:: Data yang Disediakan

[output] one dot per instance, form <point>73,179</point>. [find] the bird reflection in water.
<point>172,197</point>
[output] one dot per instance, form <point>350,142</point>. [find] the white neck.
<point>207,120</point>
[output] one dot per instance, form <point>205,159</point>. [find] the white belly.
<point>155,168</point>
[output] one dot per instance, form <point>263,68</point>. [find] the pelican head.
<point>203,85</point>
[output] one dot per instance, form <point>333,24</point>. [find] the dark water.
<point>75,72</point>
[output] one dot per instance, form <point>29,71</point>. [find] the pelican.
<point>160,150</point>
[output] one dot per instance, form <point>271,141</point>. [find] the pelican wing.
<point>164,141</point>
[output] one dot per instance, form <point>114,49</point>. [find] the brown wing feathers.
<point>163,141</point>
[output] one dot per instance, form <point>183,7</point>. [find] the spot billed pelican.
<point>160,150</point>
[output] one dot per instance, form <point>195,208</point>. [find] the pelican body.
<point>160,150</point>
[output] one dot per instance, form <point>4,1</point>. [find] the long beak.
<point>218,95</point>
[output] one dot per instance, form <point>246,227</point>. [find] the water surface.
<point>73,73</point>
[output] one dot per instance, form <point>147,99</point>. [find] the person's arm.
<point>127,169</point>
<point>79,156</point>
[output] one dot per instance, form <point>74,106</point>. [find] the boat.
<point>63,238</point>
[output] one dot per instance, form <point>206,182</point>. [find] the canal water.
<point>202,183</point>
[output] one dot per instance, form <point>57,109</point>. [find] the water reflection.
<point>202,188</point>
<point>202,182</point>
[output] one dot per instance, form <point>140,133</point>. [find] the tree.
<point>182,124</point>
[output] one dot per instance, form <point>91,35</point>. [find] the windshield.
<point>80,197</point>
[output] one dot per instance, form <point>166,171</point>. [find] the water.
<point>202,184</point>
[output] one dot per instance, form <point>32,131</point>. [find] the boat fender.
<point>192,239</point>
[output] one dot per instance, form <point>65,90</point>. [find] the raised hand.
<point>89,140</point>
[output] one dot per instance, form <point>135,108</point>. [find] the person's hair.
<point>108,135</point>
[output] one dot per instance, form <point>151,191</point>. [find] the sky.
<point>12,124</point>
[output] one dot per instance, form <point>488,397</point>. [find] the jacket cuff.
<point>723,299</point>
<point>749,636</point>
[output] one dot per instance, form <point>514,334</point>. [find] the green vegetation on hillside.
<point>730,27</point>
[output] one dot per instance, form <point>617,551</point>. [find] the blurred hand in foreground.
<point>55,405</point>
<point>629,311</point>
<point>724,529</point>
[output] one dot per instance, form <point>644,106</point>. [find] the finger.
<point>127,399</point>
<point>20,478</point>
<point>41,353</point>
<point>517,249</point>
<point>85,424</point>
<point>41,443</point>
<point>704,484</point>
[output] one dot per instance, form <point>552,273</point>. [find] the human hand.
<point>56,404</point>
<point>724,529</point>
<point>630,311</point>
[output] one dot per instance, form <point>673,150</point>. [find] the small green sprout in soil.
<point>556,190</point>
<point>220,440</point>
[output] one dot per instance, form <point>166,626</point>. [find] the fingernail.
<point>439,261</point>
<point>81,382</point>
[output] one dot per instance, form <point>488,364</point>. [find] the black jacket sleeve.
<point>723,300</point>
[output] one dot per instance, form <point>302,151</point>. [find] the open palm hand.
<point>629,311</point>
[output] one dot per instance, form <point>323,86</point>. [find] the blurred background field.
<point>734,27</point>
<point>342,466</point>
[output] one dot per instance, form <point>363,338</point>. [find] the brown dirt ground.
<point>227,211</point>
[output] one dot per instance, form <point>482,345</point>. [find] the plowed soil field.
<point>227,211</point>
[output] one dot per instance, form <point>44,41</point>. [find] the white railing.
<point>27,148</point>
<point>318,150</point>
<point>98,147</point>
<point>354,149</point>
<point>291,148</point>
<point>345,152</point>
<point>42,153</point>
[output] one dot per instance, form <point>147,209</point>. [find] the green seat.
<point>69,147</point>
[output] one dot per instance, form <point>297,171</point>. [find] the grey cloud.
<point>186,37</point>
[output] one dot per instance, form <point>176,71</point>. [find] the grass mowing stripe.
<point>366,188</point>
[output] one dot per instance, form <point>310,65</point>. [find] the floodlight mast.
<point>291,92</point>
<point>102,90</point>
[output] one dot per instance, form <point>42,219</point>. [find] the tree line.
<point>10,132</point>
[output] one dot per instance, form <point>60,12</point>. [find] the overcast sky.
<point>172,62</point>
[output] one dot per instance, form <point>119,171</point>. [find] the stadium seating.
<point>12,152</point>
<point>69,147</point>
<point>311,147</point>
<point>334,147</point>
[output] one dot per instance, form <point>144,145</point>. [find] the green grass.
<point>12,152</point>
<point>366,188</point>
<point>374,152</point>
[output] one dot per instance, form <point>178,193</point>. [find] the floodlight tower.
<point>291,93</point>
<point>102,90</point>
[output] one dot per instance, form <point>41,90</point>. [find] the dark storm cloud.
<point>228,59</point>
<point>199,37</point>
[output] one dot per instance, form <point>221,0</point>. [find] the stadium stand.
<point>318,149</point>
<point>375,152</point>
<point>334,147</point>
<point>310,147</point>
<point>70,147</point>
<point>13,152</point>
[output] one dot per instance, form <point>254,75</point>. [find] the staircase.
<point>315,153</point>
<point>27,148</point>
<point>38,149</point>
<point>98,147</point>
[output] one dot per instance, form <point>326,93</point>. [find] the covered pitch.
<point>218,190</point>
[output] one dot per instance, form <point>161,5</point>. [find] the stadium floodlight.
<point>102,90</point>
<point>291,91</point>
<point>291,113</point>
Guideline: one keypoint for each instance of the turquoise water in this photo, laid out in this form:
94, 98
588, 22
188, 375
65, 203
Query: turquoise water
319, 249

::::

### Soal untuk Dikerjakan:
Tampilkan kembali seluruh data di atas baris demi baris tanpa mengubah apa pun.

### Jawaban Latihan Ini:
[output] one dot per instance, form <point>73,179</point>. [find] the bird reflection in water.
<point>172,197</point>
[output] one dot per instance, form <point>350,142</point>. [find] the white neck.
<point>207,120</point>
[output] one dot per instance, form <point>205,159</point>. [find] the white belly.
<point>155,168</point>
[output] one dot per instance, form <point>263,68</point>. [find] the pelican head.
<point>203,85</point>
[output] one dot per instance, form <point>333,24</point>. [find] the dark water.
<point>75,72</point>
[output] one dot per instance, form <point>29,71</point>. [find] the pelican.
<point>160,150</point>
[output] one dot per instance, form <point>271,141</point>. [find] the pelican wing.
<point>164,141</point>
[output] one dot per instance, form <point>114,49</point>. [find] the brown wing feathers.
<point>163,141</point>
[output] one dot per instance, form <point>183,7</point>. [find] the spot billed pelican.
<point>160,150</point>
[output] one dot per instance, form <point>195,208</point>. [find] the pelican body.
<point>160,150</point>
[output] one dot per instance, form <point>4,1</point>. [find] the long beak.
<point>218,95</point>
[output] one dot per instance, form <point>246,227</point>. [find] the water surface.
<point>73,73</point>
[output] one dot per instance, form <point>147,99</point>. [find] the person's arm.
<point>127,169</point>
<point>79,156</point>
[output] one dot per instance, form <point>74,106</point>. [find] the boat.
<point>63,238</point>
[output] one dot per instance, form <point>206,182</point>. [find] the canal water.
<point>202,183</point>
[output] one dot per instance, form <point>57,109</point>. [find] the water reflection.
<point>202,188</point>
<point>202,182</point>
[output] one dot per instance, form <point>140,133</point>. [find] the tree.
<point>182,124</point>
[output] one dot per instance, form <point>91,35</point>. [find] the windshield.
<point>80,197</point>
[output] one dot per instance, form <point>166,171</point>. [find] the water.
<point>202,184</point>
[output] one dot per instance, form <point>32,131</point>. [find] the boat fender.
<point>192,239</point>
[output] one dot per instance, form <point>65,90</point>. [find] the raised hand.
<point>89,140</point>
[output] one dot per instance, form <point>135,108</point>. [find] the person's hair.
<point>108,135</point>
[output] one dot per instance, form <point>151,191</point>. [find] the sky.
<point>12,124</point>
[output] one dot per instance, form <point>488,397</point>. [find] the jacket cuff.
<point>723,299</point>
<point>749,636</point>
[output] one dot per instance, form <point>514,334</point>. [find] the green vegetation on hillside.
<point>730,27</point>
[output] one dot per instance, form <point>617,551</point>. [find] the blurred hand in foreground.
<point>55,405</point>
<point>629,311</point>
<point>724,529</point>
[output] one dot per instance, form <point>644,106</point>. [find] the finger.
<point>127,399</point>
<point>20,478</point>
<point>41,353</point>
<point>517,249</point>
<point>85,424</point>
<point>41,443</point>
<point>704,484</point>
[output] one dot per instance, form <point>552,273</point>. [find] the human hand.
<point>56,404</point>
<point>724,529</point>
<point>630,311</point>
[output] one dot per instance, form <point>673,150</point>. [find] the small green sprout in soil.
<point>556,190</point>
<point>220,440</point>
[output] one dot per instance, form <point>166,626</point>. [find] the fingernail.
<point>439,261</point>
<point>81,382</point>
[output] one dot per instance, form <point>488,364</point>. [find] the black jacket sleeve.
<point>723,300</point>
[output] one dot per instance, form <point>302,151</point>. [find] the open palm hand.
<point>629,311</point>
[output] one dot per instance, form <point>323,86</point>. [find] the blurred background field.
<point>734,27</point>
<point>342,466</point>
[output] one dot per instance, form <point>363,338</point>. [find] the brown dirt ground.
<point>227,211</point>
[output] one dot per instance, form <point>482,345</point>. [find] the plowed soil field.
<point>227,211</point>
[output] one dot per instance, form <point>44,41</point>. [find] the white railing.
<point>27,148</point>
<point>318,150</point>
<point>98,147</point>
<point>354,149</point>
<point>291,148</point>
<point>345,152</point>
<point>42,153</point>
[output] one dot per instance, form <point>147,209</point>. [find] the green seat.
<point>69,147</point>
[output] one dot per instance, form <point>297,171</point>. [find] the grey cloud.
<point>186,37</point>
[output] one dot per instance, form <point>176,71</point>. [find] the grass mowing stripe.
<point>366,188</point>
[output] one dot per instance, form <point>310,65</point>. [find] the floodlight mast.
<point>291,92</point>
<point>102,90</point>
[output] one dot per instance, form <point>42,219</point>. [find] the tree line.
<point>10,132</point>
[output] one dot per instance, form <point>60,12</point>. [find] the overcast sky.
<point>172,62</point>
[output] one dot per instance, form <point>119,171</point>. [find] the stadium seating.
<point>12,152</point>
<point>69,147</point>
<point>311,147</point>
<point>334,147</point>
[output] one dot per instance, form <point>144,145</point>. [find] the green grass.
<point>12,152</point>
<point>366,188</point>
<point>374,152</point>
[output] one dot per instance, form <point>178,193</point>. [find] the floodlight tower.
<point>291,93</point>
<point>102,90</point>
[output] one dot per instance, form <point>41,90</point>. [find] the dark storm cloud.
<point>228,59</point>
<point>199,37</point>
[output] one dot per instance, form <point>221,0</point>. [find] the stadium stand.
<point>318,149</point>
<point>375,152</point>
<point>334,147</point>
<point>310,147</point>
<point>70,147</point>
<point>13,152</point>
[output] one dot per instance, form <point>254,75</point>. [find] the staircase.
<point>315,153</point>
<point>27,148</point>
<point>38,149</point>
<point>98,147</point>
[output] one dot per instance, form <point>326,93</point>. [find] the covered pitch.
<point>218,190</point>
[output] one dot per instance, form <point>161,5</point>. [find] the stadium floodlight.
<point>102,90</point>
<point>291,91</point>
<point>291,113</point>
Guideline: one keypoint for each instance of the turquoise water in this photo, laid out in this form:
94, 98
588, 22
188, 375
65, 203
Query: turquoise water
319, 249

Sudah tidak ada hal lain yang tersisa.